# [Testo fornito]
--- --- ---

Mimmo Lucano e la legge, questione aperta
Mimmo Lucano è stato al centro della Marcia della pace Perugia Assisi di domenica 10 ottobre 2021 che gli organizzatori hanno voluto improntare al motto “I care” (“Mi importa, mi sta a cuore”) legato alla lezione morale di don Lorenzo Milani. Un insegnamento che in molti vedono attuato, oggi, nell’attività esercitata dall’ex sindaco di Riace nella giusta accoglienza dei migranti.
Lo stesso ex sindaco, tuttavia, è al centro di una vicenda giudiziaria che lo ha portato il 30 settembre 2021 ad essere condannato in primo grado a 13 anni e 2 mesi di reclusione, oltre a pesanti pene pecuniarie, con una sentenza emessa dal tribunale di Locri.
Ma quali sono i reati contestati all’imputato? In attesa delle motivazioni della sentenza, che saranno depositate entro 90 giorni dalla pronuncia, si deve partire dai reati contestati nel dispositivo della decisione: «Associazione per delinquere finalizzata a “commettere un numero indeterminato di delitti”, falso in atto pubblico e in certificato, truffa aggravata per il conseguimento di erogazioni pubbliche, abuso d’ufficio e peculato».
Abbiamo chiesto un parere all’avvocato Pietro Adami, specializzato in diritto amministrativo per cercare di capire la natura di reati strettamente legati, appunto, all’attività amministrativa.
Di cosa viene accusato Mimmo Lucano?
Viene accusato, di base, della violazione di piccole norme amministrative. La condanna arriva perché queste violazioni sono viste come il disegno programmato e voluto. Come se il comune di Riace avesse deliberatamente voluto proprio violare quelle norme amministrative sull’accoglienza. Non mi pare sia così. Il disegno programmato era quello di ampliare e far funzionare un complesso sistema di accoglienza. Il sistema funzionava di base secondo le regole.

--- --- ---

# [Compiti]
1. Nell'articolo su Mimmo Lucano, a quale pena è stato condannato in primo grado l'ex sindaco di Riace il 30 settembre 2021?
2. Elenchi tutti i reati contestati nel dispositivo della decisione citato nell'articolo su Mimmo Lucano.
3. Prosegua l'articolo su Mimmo Lucano dal punto in cui termina.
Le voci riportate qui non sono necessarie.

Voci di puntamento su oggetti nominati

--- --- ---

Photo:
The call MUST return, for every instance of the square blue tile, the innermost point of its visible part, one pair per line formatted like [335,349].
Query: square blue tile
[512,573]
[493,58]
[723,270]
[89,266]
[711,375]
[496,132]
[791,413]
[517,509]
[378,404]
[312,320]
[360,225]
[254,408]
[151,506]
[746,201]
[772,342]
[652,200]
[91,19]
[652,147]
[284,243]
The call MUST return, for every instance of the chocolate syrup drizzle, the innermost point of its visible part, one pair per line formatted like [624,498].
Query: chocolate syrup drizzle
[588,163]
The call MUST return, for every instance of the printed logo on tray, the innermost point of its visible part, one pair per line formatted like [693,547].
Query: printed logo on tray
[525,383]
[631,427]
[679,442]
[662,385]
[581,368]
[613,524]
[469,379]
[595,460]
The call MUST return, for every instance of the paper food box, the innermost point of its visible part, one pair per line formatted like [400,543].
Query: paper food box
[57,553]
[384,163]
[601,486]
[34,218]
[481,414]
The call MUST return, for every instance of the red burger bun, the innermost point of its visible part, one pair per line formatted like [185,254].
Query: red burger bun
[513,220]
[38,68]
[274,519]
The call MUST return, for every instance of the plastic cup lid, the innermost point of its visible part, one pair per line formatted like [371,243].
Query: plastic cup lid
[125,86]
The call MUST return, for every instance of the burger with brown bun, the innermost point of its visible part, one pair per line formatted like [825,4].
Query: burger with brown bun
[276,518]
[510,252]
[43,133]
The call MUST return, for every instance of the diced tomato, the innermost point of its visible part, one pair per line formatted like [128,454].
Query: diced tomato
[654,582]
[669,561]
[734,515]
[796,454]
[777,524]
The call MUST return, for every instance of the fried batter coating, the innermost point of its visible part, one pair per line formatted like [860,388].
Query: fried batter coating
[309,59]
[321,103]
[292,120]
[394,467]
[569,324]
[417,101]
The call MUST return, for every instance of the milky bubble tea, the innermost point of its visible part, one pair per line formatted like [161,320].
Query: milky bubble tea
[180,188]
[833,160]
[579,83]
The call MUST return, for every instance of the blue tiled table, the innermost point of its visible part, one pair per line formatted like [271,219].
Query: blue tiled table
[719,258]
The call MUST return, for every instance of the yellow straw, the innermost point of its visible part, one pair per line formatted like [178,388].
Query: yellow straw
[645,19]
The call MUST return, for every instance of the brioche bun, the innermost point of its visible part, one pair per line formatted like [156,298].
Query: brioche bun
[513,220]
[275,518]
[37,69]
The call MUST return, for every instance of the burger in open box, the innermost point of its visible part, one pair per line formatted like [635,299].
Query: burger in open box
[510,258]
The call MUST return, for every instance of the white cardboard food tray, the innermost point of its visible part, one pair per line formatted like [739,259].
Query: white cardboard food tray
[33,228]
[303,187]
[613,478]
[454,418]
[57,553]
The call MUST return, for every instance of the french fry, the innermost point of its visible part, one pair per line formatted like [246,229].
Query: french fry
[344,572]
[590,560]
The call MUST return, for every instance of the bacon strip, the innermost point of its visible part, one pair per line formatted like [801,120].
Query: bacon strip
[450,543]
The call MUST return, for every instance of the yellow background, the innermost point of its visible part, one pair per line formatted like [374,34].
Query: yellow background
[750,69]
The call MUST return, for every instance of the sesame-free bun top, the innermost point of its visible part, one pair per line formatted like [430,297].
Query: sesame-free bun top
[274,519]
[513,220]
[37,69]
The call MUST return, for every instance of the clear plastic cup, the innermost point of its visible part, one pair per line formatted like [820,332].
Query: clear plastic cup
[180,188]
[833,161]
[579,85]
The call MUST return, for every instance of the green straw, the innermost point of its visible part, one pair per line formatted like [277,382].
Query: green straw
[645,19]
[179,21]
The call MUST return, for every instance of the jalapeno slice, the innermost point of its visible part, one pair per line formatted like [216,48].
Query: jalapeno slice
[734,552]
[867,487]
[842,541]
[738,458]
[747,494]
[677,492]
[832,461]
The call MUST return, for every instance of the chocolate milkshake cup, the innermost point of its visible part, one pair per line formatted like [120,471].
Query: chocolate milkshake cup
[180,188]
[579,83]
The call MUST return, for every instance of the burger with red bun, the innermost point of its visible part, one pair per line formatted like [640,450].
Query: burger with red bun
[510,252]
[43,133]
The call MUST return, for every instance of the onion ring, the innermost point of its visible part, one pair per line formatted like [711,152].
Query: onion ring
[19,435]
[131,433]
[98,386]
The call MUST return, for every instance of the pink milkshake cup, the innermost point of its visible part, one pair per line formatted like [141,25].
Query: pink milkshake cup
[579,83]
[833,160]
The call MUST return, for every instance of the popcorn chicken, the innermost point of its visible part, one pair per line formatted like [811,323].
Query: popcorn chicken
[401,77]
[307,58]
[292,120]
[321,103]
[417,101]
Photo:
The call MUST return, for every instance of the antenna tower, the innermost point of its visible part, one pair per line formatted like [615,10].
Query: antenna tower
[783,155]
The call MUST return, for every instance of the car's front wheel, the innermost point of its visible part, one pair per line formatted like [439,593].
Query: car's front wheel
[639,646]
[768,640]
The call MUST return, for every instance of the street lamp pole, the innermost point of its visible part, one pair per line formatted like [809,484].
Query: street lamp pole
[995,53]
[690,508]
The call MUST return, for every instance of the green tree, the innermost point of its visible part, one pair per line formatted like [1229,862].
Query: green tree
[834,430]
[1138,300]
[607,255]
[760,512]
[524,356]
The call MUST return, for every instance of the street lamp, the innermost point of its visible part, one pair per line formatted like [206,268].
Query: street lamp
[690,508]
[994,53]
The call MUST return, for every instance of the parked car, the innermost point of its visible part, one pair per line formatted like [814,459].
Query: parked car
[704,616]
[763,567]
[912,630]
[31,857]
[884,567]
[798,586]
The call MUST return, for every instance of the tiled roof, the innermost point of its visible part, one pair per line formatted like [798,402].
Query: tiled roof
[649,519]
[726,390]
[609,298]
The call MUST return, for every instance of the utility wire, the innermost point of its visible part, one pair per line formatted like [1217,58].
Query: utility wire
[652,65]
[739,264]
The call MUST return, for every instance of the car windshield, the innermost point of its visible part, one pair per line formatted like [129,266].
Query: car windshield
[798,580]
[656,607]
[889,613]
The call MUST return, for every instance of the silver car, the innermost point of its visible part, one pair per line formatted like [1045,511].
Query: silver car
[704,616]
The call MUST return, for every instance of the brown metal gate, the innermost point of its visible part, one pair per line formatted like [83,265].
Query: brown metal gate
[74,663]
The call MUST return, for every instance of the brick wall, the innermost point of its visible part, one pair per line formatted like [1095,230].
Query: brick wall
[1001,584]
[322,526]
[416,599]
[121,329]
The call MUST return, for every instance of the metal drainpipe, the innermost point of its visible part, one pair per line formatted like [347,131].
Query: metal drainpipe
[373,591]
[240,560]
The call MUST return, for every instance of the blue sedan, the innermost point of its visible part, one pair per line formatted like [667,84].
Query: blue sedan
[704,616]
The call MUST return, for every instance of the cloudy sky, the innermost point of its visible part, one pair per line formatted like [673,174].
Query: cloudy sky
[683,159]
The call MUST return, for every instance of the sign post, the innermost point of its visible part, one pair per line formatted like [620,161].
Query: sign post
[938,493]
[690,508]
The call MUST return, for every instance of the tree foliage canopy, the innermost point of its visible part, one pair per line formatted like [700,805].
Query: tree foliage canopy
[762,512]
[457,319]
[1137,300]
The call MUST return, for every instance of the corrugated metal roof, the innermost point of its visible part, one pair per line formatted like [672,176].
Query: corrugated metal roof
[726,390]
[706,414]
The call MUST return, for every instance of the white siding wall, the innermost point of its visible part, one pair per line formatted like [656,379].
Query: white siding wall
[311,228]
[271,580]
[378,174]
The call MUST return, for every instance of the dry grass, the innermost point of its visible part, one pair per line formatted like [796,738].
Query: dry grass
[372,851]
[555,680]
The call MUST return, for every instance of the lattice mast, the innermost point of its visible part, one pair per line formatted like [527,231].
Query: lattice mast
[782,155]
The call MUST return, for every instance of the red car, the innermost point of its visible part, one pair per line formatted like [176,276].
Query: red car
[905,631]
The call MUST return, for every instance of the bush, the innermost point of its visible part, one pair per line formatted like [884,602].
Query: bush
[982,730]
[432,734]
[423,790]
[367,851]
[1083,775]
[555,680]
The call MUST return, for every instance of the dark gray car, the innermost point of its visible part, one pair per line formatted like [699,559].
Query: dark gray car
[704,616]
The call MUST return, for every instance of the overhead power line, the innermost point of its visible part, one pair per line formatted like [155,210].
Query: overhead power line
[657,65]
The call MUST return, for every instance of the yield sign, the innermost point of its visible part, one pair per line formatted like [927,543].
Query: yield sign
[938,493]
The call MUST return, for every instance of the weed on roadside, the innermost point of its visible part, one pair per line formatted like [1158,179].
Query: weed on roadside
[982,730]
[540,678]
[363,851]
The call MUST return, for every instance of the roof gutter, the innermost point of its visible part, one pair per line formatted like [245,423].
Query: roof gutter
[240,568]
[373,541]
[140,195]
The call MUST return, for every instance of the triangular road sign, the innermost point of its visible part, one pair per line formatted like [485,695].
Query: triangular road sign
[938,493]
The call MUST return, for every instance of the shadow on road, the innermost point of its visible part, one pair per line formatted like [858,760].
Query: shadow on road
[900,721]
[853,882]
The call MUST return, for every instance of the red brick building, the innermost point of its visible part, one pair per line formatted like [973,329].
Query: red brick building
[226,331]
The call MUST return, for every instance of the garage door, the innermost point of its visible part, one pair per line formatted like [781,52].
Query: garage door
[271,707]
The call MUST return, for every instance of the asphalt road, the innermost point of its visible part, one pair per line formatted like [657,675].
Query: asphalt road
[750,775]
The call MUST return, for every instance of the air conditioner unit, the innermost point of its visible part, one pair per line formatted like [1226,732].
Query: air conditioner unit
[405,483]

--- --- ---

# [Risposte ai compiti]
1. A 13 anni e 2 mesi di reclusione, oltre a pesanti pene pecuniarie.

2.
- Associazione per delinquere finalizzata a "commettere un numero indeterminato di delitti"
- Falso in atto pubblico e in certificato
- Truffa aggravata per il conseguimento di erogazioni pubbliche
- Abuso d'ufficio
- Peculato

3.
In molti parlano di una gestione perlomeno approssimativa da parte del sindaco…
Non mi sento di poter dire che la giunta di Riace fosse pasticciona. È la complessità delle norme e dei sistemi, il problema. Ed il fatto che Riace non ha adottato una tattica conservativa, ma ha voluto davvero far funzionare il sistema dell’accoglienza, nel contempo rilanciando l’economia locale. Mimmo Lucano è stato dipinto come una sorta di bandito solitario, anche se a fin di bene. Non mi pare che sia vero. Lucano era solo parte di una comunità politica che aveva voglia di costruire un sistema complesso e funzionante, in un Paese come l’Italia che invece incoraggia l’inerzia amministrativa.
Lei afferma che avrebbe violato solo norme amministrative, ma allora perché è accusato di avere violato norme penali?
Le violazioni delle norme amministrative, non sono punite di per sé dalle leggi penali. Se, ad esempio, faccio entrare un cliente nell’ufficio postale, cinque minuti dopo l’ora di chiusura, non vado in galera. Se promuovo lo studente che non è andato bene all’esame, neanche. Se il giudice deposita la sentenza o le motivazioni, oltre il termine di legge, non viene arrestato.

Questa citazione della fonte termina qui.